Reproduce word for word the passage of the RCU mailing-list reply below that runs between "Interrupts are disabled, and" and "prior to spinning.", inclusive.

Document extract -

○ ○ ○

From: "Paul E. McKenney" <paulmck@linux.vnet.ibm.com>
To: Peter Zijlstra <peterz@infradead.org>
Cc: linux-kernel@vger.kernel.org, mingo@kernel.org,
laijs@cn.fujitsu.com, dipankar@in.ibm.com,
akpm@linux-foundation.org, mathieu.desnoyers@efficios.com,
josh@joshtriplett.org, tglx@linutronix.de, rostedt@goodmis.org,
dhowells@redhat.com, edumazet@google.com, dvhart@linux.intel.com,
fweisbec@gmail.com, oleg@redhat.com, bobby.prani@gmail.com,
rafael@kernel.org
Subject: Re: [PATCH v5 tip/core/rcu 15/16] rcu: Make RCU-tasks wait for idle tasks
Date: Wed, 13 Aug 2014 11:20:30 -0700 [thread overview]
Message-ID: <20140813182030.GD4752@linux.vnet.ibm.com> (raw)
In-Reply-To: <20140813144219.GQ9918@twins.programming.kicks-ass.net>
On Wed, Aug 13, 2014 at 04:42:19PM +0200, Peter Zijlstra wrote:
> On Wed, Aug 13, 2014 at 07:12:17AM -0700, Paul E. McKenney wrote:
> > > That's not an excuse for doing horrible things. And inventing new infra
> > > that needs to wake all CPUs is horrible.
> >
> > Does your patch even work?
>
> Haven't even tried compiling it, but making it work shouldn't be too
> hard.
>
> > Looks like it should, and yes, the idle loop
> > seems quite a bit simpler than it was a few years ago, but we really
> > don't need some strange thing that leaves a CPU idle but not visible as
> > such to RCU.
>
> There's slightly more to it though; things like the x86 mwait idle wait
> functions tend to do far too much; for instance look at:
>
> drivers/idle/intel_idle.c:intel_idle()
OK, let's see if I can follow the idly bouncing ball.
Looks like most arches call cpu_startup_entry(), which calls
arch_cpu_idle_prepare() followed by cpu_idle_loop().
arch_cpu_idle_prepare() is local_fiq_enable() on ARM and empty elsewhere.
cpu_idle_loop() does tick_nohz_idle_enter(), which does some nohz stuff.
It also checks for offline, and invokes arch_cpu_idle_enter(), which
is empty except on x86 and ARM. On ARM, it messes with LEDs, and on
x86 it appears to disable an NMI-based watchdog timer.
Interrupts are disabled, and we do either cpu_idle_poll() if specified
or cpuidle_idle_call(). cpu_idle_poll() is the old-time idle loop,
with rcu_idle_enter()/_exit() and enabling interrupts prior to spinning.

○ ○ ○

Records shown -
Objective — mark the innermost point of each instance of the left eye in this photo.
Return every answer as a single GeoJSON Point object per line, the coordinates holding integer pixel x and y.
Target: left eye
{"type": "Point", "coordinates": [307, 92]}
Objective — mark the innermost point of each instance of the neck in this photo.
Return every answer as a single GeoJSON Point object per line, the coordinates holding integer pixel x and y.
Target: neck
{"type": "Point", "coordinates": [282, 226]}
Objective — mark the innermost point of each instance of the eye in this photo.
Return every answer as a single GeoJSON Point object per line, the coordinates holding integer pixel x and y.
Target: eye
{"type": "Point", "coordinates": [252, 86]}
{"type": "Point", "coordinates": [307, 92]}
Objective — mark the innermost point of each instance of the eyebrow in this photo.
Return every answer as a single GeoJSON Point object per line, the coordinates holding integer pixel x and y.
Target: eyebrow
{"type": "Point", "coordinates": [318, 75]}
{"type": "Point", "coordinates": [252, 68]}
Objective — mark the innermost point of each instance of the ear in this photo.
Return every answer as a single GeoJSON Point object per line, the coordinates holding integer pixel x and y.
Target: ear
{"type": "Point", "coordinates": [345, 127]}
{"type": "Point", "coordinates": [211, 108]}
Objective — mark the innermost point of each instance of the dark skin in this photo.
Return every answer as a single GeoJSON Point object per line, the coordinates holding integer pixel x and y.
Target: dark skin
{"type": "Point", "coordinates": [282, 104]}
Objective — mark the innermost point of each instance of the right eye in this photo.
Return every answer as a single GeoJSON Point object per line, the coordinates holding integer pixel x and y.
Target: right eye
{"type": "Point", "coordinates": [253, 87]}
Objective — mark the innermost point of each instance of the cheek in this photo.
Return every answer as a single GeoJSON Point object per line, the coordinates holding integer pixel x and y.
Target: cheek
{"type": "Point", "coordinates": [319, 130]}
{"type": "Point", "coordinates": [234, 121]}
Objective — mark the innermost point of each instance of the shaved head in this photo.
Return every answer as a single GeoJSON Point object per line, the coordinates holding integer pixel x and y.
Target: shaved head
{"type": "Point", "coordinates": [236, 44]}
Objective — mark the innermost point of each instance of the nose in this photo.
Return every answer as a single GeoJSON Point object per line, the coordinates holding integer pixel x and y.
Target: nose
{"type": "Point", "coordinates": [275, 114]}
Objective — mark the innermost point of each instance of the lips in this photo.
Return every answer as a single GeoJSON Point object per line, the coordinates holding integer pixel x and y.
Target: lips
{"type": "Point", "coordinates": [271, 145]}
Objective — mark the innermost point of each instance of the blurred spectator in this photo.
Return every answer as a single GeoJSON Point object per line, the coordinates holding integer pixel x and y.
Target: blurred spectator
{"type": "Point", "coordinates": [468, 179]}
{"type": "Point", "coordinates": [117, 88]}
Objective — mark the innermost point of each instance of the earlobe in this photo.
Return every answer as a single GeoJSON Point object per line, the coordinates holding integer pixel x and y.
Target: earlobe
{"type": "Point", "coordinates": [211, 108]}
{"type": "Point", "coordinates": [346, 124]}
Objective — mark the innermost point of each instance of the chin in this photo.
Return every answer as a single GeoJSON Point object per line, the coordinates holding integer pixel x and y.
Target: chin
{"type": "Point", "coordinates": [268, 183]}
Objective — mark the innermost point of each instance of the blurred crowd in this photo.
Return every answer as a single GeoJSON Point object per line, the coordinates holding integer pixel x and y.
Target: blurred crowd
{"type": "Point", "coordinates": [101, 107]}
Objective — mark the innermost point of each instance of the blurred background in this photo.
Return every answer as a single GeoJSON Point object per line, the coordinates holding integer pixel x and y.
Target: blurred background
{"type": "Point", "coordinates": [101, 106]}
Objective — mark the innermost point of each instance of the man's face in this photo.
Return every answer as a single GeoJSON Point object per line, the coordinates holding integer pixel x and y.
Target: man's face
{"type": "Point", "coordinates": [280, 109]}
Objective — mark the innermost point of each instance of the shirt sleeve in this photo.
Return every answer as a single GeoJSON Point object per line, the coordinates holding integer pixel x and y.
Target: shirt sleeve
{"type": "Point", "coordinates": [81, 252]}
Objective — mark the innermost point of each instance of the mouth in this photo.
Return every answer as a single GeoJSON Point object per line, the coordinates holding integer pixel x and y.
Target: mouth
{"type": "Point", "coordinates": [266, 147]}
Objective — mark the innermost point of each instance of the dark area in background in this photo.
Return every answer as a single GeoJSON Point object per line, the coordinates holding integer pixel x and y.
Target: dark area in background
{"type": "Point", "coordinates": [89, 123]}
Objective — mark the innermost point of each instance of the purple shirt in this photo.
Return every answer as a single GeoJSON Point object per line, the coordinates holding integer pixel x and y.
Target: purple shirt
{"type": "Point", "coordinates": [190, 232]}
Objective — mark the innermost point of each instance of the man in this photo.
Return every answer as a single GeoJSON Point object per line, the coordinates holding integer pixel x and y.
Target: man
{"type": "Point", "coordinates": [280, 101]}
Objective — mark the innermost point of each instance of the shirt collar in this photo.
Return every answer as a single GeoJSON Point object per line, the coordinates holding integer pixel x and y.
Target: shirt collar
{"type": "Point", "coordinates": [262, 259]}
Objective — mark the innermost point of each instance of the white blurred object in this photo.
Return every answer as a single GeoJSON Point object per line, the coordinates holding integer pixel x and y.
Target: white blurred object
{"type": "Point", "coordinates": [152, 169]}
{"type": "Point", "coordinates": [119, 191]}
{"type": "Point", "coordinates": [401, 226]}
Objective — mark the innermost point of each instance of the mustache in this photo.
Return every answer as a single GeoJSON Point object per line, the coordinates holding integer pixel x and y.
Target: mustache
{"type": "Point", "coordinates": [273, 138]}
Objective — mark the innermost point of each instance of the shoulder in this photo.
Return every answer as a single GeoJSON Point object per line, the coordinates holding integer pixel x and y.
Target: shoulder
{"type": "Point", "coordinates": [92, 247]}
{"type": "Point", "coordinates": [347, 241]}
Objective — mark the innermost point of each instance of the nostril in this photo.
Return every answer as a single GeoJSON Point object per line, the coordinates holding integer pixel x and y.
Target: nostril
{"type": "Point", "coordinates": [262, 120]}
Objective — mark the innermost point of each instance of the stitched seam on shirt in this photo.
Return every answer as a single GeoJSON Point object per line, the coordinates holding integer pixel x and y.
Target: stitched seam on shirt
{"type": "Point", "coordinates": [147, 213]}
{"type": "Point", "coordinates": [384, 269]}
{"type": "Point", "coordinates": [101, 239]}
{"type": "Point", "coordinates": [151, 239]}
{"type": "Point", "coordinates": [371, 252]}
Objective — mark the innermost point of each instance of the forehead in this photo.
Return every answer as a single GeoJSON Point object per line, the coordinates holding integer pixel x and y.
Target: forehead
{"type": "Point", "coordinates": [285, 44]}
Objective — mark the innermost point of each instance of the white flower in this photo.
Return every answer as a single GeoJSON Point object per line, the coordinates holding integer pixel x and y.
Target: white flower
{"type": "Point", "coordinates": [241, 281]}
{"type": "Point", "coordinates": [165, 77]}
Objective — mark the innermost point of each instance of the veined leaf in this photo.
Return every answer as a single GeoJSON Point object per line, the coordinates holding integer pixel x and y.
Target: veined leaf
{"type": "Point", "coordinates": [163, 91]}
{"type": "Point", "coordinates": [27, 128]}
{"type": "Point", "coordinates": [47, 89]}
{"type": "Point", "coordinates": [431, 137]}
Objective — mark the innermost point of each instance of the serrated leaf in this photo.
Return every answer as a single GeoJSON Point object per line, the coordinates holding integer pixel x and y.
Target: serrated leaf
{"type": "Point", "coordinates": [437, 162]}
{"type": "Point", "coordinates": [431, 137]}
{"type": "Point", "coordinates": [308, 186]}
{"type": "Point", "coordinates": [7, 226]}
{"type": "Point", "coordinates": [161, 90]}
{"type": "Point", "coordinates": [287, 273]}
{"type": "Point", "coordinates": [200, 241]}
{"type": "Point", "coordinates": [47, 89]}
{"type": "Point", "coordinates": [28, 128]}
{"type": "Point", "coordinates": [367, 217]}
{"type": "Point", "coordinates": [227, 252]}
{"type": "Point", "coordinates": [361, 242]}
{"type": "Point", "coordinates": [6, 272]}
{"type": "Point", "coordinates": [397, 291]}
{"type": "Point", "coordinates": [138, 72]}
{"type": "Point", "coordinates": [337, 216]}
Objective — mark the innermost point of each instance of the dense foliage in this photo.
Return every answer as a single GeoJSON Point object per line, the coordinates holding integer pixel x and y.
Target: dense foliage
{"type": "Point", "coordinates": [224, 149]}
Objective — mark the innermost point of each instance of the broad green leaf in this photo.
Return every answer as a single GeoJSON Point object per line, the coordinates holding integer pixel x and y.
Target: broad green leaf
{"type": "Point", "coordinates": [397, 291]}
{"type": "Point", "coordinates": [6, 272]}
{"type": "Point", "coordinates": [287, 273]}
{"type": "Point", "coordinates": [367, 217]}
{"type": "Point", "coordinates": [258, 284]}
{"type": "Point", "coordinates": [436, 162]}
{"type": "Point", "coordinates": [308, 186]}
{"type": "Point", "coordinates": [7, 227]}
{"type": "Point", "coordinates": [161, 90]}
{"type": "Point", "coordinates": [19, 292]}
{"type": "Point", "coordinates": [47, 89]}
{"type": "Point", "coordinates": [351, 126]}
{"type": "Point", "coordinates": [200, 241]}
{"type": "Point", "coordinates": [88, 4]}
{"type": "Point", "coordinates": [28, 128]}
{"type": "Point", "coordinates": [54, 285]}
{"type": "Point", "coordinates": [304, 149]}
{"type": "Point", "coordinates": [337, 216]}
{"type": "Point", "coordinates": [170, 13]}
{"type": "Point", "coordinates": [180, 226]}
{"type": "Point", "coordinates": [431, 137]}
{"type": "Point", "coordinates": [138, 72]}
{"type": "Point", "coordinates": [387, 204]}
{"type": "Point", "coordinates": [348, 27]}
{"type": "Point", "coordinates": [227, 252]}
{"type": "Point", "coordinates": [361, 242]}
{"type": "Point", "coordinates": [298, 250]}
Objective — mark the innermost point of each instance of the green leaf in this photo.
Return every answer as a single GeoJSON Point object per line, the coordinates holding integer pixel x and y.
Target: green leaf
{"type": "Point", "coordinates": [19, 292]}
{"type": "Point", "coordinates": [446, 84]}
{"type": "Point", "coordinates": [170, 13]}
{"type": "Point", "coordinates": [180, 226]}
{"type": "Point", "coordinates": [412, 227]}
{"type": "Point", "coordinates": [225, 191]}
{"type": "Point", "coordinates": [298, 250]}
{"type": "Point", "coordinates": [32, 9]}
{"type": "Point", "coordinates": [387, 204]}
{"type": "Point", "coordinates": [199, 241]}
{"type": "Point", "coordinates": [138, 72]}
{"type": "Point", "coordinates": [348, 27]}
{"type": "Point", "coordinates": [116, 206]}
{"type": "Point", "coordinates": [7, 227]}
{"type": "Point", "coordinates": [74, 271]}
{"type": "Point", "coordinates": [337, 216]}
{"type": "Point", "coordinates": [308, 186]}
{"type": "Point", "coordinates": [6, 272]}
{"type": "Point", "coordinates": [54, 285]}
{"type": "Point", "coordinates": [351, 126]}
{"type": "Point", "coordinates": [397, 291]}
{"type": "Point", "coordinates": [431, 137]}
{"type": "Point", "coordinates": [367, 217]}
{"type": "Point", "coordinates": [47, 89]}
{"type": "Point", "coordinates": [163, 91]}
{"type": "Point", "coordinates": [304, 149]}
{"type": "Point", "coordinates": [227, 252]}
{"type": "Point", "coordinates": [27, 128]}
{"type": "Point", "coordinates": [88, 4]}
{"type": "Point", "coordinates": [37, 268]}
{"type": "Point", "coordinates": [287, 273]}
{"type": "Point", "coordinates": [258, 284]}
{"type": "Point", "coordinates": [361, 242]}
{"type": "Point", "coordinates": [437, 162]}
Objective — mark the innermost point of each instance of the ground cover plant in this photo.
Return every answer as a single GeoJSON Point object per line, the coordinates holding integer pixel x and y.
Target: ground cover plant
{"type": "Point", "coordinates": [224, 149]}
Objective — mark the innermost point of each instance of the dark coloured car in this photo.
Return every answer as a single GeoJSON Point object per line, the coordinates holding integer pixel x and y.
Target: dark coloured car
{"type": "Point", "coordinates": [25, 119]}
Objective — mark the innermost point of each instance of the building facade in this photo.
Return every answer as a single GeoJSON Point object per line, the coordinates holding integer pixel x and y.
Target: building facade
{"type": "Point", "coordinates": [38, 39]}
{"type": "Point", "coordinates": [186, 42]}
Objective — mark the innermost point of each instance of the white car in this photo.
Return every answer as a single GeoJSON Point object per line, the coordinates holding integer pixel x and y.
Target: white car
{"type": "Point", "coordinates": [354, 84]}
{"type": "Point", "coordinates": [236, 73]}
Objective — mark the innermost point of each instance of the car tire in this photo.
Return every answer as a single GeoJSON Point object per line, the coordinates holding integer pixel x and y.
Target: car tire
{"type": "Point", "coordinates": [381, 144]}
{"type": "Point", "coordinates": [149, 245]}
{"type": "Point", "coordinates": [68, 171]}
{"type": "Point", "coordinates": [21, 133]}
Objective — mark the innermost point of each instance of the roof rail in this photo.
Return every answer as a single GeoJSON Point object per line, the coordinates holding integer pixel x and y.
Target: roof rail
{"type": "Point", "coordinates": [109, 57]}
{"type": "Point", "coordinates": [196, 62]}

○ ○ ○

Correct answer -
Interrupts are disabled, and we do either cpu_idle_poll() if specified
or cpuidle_idle_call(). cpu_idle_poll() is the old-time idle loop,
with rcu_idle_enter()/_exit() and enabling interrupts prior to spinning.